> Instructions for the task
Reproduce all the entries exactly.
─── Dataset entries
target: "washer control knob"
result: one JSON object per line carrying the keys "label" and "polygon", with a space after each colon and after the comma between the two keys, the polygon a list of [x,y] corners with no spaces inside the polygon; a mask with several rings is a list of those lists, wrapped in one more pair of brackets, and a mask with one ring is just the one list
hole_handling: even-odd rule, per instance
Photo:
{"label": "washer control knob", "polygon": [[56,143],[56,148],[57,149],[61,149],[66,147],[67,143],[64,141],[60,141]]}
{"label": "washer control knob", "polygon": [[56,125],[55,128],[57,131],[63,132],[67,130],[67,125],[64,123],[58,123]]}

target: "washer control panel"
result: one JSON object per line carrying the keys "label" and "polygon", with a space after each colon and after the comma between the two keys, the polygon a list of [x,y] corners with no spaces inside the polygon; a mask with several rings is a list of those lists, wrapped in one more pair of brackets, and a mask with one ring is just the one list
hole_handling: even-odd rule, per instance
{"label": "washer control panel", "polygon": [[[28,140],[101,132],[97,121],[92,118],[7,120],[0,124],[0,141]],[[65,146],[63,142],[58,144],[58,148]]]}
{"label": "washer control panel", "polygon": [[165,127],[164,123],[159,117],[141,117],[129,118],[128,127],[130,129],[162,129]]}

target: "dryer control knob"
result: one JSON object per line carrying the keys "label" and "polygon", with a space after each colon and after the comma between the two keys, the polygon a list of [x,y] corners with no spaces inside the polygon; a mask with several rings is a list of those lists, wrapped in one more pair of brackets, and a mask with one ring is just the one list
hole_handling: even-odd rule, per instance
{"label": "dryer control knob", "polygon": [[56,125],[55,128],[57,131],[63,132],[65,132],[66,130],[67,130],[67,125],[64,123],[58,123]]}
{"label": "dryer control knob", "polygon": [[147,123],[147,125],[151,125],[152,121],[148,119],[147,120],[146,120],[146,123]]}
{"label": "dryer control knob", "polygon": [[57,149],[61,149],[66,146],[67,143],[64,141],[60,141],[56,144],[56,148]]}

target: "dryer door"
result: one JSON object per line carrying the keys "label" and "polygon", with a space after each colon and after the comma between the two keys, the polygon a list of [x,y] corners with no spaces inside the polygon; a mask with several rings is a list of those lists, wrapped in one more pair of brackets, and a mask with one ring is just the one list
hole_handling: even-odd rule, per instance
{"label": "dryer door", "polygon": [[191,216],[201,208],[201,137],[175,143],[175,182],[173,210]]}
──────
> Right answer
target: "washer control knob"
result: one JSON object per line carrying the keys "label" and "polygon", with a space after each colon and after the comma between the two keys, the polygon a list of [x,y] corners with no spaces inside the polygon; a mask with several rings is a list of those lists, wrapped in one more pair of brackets, and a mask with one ring is just the one list
hole_handling: even-odd rule, per instance
Photo:
{"label": "washer control knob", "polygon": [[56,143],[56,148],[57,149],[61,149],[66,147],[67,143],[64,141],[60,141]]}
{"label": "washer control knob", "polygon": [[56,125],[55,128],[57,131],[63,132],[67,130],[67,125],[64,123],[58,123]]}

target: "washer control panel"
result: one JSON object per line carrying the keys "label" and "polygon", with a space after each colon and after the comma between the two keys, the polygon a list of [x,y] corners with no spaces inside the polygon; a mask with several rings is a list of those lists, wrapped in one more pair of brackets, and a mask with one ring is just the one list
hole_handling: even-odd rule, per instance
{"label": "washer control panel", "polygon": [[[28,140],[101,132],[97,121],[92,118],[7,120],[0,124],[0,141]],[[65,146],[63,142],[58,144],[58,148]]]}
{"label": "washer control panel", "polygon": [[165,127],[164,123],[159,117],[141,117],[129,118],[128,127],[130,129],[162,129]]}

target: "dryer control knob"
result: one JSON object per line carrying the keys "label" and "polygon", with a space after each colon and after the comma between the two keys, the polygon a list of [x,y] corners with no spaces inside the polygon; a mask with several rings is a list of those lists, wrapped in one more pair of brackets, and a mask with one ring is just the one list
hole_handling: even-odd rule, per instance
{"label": "dryer control knob", "polygon": [[56,125],[55,128],[57,131],[63,132],[65,132],[66,130],[67,130],[67,125],[64,123],[58,123]]}
{"label": "dryer control knob", "polygon": [[147,123],[147,125],[151,125],[152,121],[148,119],[147,120],[146,120],[146,123]]}
{"label": "dryer control knob", "polygon": [[57,149],[61,149],[66,146],[67,143],[64,141],[60,141],[56,144],[56,148]]}

target: "dryer door"
result: one JSON object per line carrying the keys "label" and "polygon", with a space after each colon and after the comma between the two keys, the polygon a list of [x,y] corners with no spaces inside the polygon; a mask with several rings is a list of those lists, wrapped in one more pair of brackets, and a mask with one ring is just the one list
hole_handling: even-odd rule, per instance
{"label": "dryer door", "polygon": [[191,216],[201,208],[201,137],[175,143],[175,182],[173,210]]}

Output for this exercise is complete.